> [Given text]:

Understanding Suicide and Grief

Experiencing Trauma

Grief is not the only experience that people bereaved by suicide face. Many people also suffer the impact of trauma. Some people will have found the person who died and will usually be affected by trauma. But those who have not found the person may also be traumatised by the impact of the death.

Definition of Trauma

The word trauma derives from the Greek word for wound. Melbourne psychologist and trauma expert Rob Gordon writes: we can define psychic trauma as an experience with such intensity or meaning as to injure the psychic apparatus-the mental, physical, and social systems that provide the framework for psychic life.

The suicide of a loved one certainly falls into this meaning for many people. It is an event of such intensity as to seriously wound a person's sense of themselves, their value and worth, their world view and their sense of safety in the world.

Trauma is caused by witnessing disturbing and horrific scenes but can also occur for those not present, when they are told about what happened. The experience of trauma is a reaction to these traumatic events.

As trauma is different to grief, trauma and grief may be experienced either alternately or at the same time. It is possible that the combination of trauma and grief may intensify the reactions they have in common. Sometimes, the impact of the trauma must be addressed before bereavement can begin to make progress.

Reactions to Trauma

A person's mind and body may react to trauma over a period of time, perhaps days, weeks or months. As with grief, people react to trauma in different ways.

Some of the more common reactions are listed below. We don't expect that everyone will experience all of these reactions.

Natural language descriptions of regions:
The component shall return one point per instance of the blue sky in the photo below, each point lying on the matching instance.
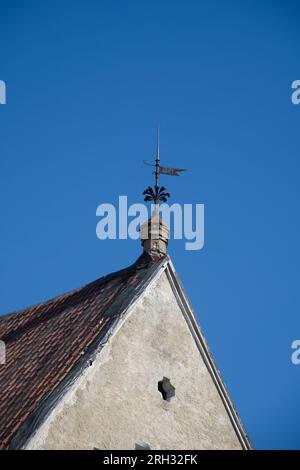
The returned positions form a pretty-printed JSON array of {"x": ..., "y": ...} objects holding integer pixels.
[{"x": 87, "y": 83}]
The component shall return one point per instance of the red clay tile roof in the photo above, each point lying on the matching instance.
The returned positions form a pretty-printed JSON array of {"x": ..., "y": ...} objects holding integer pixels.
[{"x": 46, "y": 342}]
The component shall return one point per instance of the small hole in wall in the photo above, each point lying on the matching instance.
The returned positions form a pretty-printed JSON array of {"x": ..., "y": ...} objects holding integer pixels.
[
  {"x": 141, "y": 445},
  {"x": 166, "y": 389}
]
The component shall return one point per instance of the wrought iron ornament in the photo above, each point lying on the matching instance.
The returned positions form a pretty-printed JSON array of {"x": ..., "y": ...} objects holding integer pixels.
[{"x": 159, "y": 193}]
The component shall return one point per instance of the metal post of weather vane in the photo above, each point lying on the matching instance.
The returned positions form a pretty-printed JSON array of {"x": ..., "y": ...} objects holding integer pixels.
[{"x": 159, "y": 194}]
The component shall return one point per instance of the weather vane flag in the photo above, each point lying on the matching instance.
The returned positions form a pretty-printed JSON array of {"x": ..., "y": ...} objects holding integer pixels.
[{"x": 159, "y": 194}]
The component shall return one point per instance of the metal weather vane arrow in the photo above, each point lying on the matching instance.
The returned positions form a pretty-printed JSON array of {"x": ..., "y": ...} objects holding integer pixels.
[{"x": 159, "y": 193}]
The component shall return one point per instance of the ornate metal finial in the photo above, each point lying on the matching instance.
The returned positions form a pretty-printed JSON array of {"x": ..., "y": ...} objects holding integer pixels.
[{"x": 159, "y": 194}]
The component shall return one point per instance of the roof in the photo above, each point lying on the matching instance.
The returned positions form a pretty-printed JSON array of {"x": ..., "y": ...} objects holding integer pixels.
[{"x": 50, "y": 342}]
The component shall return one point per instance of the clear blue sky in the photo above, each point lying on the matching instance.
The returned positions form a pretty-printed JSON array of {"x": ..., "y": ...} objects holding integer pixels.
[{"x": 88, "y": 82}]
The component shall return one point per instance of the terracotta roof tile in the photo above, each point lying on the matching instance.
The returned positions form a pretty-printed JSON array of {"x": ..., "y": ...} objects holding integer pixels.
[{"x": 45, "y": 342}]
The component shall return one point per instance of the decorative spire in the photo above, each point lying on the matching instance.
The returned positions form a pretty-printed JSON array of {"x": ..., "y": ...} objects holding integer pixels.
[{"x": 154, "y": 233}]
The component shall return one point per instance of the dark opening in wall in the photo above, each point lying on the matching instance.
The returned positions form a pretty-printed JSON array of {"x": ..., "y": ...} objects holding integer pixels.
[{"x": 166, "y": 389}]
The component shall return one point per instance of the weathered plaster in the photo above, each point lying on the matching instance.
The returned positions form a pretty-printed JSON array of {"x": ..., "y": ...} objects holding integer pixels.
[{"x": 115, "y": 403}]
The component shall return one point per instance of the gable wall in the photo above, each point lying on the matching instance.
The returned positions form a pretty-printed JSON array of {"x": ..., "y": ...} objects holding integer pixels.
[{"x": 115, "y": 403}]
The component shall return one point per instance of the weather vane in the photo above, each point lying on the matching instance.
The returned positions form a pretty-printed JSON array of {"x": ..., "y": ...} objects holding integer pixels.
[{"x": 159, "y": 193}]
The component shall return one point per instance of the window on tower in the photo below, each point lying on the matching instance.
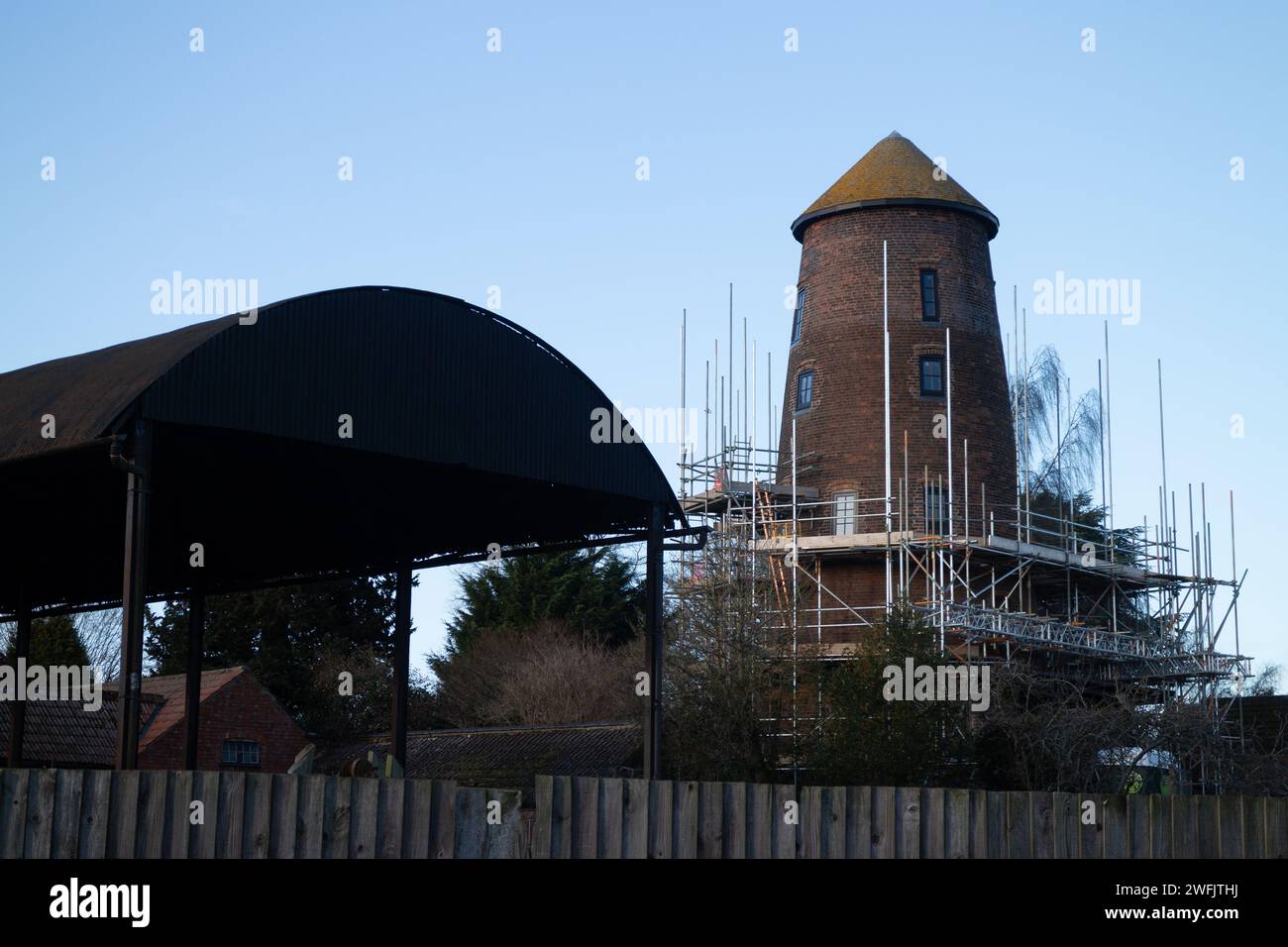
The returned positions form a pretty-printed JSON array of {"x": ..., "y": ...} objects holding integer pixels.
[
  {"x": 932, "y": 376},
  {"x": 845, "y": 505},
  {"x": 804, "y": 390},
  {"x": 799, "y": 317},
  {"x": 936, "y": 510},
  {"x": 928, "y": 295}
]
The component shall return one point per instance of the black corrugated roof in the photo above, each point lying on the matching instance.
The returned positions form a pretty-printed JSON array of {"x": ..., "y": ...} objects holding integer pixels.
[
  {"x": 62, "y": 733},
  {"x": 467, "y": 431}
]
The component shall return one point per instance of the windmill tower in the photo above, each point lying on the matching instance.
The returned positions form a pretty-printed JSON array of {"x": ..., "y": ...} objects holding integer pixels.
[{"x": 893, "y": 235}]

> [To do]: Copy everything from "As trauma is" down to "in different ways." in the text on suicide and grief, substituting "mourning" for "bereavement". The entries come from a separate source.

> [Solved exercise]:
As trauma is different to grief, trauma and grief may be experienced either alternately or at the same time. It is possible that the combination of trauma and grief may intensify the reactions they have in common. Sometimes, the impact of the trauma must be addressed before mourning can begin to make progress.

Reactions to Trauma

A person's mind and body may react to trauma over a period of time, perhaps days, weeks or months. As with grief, people react to trauma in different ways.